■ **Given instruction**: Below are some entries; can you quote all of them exactly?

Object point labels
·····

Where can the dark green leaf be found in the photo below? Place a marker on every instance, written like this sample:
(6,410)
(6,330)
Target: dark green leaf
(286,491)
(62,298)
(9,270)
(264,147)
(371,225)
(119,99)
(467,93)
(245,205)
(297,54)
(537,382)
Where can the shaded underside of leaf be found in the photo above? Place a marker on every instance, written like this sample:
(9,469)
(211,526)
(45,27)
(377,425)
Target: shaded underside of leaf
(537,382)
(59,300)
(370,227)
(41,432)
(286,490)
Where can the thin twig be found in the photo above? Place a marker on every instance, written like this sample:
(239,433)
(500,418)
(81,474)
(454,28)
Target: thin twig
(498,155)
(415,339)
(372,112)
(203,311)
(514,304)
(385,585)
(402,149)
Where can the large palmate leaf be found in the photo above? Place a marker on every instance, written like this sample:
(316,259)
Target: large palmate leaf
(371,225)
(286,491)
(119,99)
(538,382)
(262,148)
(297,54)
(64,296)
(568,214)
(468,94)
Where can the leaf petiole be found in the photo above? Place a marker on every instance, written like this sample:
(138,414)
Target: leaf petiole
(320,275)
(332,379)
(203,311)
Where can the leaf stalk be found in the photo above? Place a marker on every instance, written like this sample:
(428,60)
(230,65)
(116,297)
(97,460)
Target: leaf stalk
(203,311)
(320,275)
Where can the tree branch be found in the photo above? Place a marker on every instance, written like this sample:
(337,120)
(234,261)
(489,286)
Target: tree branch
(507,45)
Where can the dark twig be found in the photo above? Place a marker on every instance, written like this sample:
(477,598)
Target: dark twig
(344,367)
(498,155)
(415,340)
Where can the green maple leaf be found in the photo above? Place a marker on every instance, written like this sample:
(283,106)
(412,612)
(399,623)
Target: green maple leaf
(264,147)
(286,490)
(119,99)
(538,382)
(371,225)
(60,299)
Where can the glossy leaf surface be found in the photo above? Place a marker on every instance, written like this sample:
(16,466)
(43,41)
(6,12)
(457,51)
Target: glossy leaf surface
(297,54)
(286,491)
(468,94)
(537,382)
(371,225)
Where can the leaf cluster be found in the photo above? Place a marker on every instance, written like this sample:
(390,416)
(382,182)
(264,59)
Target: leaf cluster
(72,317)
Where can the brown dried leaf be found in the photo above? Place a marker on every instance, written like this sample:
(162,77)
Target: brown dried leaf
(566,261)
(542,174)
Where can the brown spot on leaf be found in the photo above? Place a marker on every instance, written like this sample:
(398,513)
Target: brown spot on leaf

·····

■ **Correct result**:
Where can the dark green leaf be found in the photo below? Place a marker on every instance, written like this sample:
(6,410)
(6,330)
Target: dark green leaf
(286,491)
(62,298)
(9,270)
(264,147)
(371,225)
(119,99)
(467,93)
(245,205)
(297,54)
(537,382)
Where can the shaded underside of leaf be found in the photo above? Place a marker on every instance, written like this sample:
(9,469)
(211,526)
(45,27)
(377,425)
Target: shaded underside of leaf
(537,382)
(59,300)
(370,227)
(41,432)
(286,490)
Where can the thin twig be found in the photo above? Place a marker on every instance, written like this sample:
(239,433)
(500,418)
(81,474)
(454,28)
Target: thin twig
(498,155)
(415,339)
(372,112)
(203,311)
(514,304)
(385,585)
(402,149)
Where can the large palmate leaf be found in the photo above? Place a marker on every instance, written like this sample:
(316,259)
Target: large palmate leaf
(371,225)
(286,491)
(119,99)
(538,382)
(262,148)
(297,54)
(64,296)
(568,214)
(468,94)
Where can the leaf petiole be found in the photo above? Place a marker on every instance, written like this sample:
(138,414)
Target: leaf petiole
(320,275)
(332,379)
(203,311)
Where can the leaf stalk be found in the photo above? Place a marker on every instance, written like this sample:
(428,60)
(230,65)
(116,297)
(97,460)
Target: leaf stalk
(203,311)
(320,275)
Where can the tree branch be found in the photo above? Place a marker on every instance, written like this sample:
(337,120)
(234,261)
(489,286)
Target: tree branch
(507,45)
Where can the dark twig be found in the photo above? Place a marker on every instance, written like this sample:
(477,598)
Target: dark twig
(344,367)
(498,155)
(415,340)
Where can the green maple leaf be found in the photo above? Place a marker on every instance, written like this sample:
(283,106)
(412,612)
(399,623)
Target: green maple leaf
(264,147)
(286,490)
(119,99)
(538,382)
(371,225)
(60,299)
Where can the glossy leaf surface be found in the photo above? Place a marker on every instance, written like this sample:
(16,466)
(43,41)
(6,12)
(457,51)
Target: glossy leaf surface
(297,54)
(286,491)
(468,94)
(537,382)
(371,225)
Where can the leaf cluster be found in the photo above? Place a marker on every instance, written like this sample:
(390,416)
(382,182)
(264,59)
Target: leaf cluster
(72,317)
Where can the brown dried leaf be found in the photo above? Place a marker on every instance, written like this sample:
(162,77)
Target: brown dried leaf
(566,261)
(542,174)
Where can the brown spot on leaf be found in the photo above? Place a marker on every instance, written like this sample:
(398,513)
Target: brown spot on leaf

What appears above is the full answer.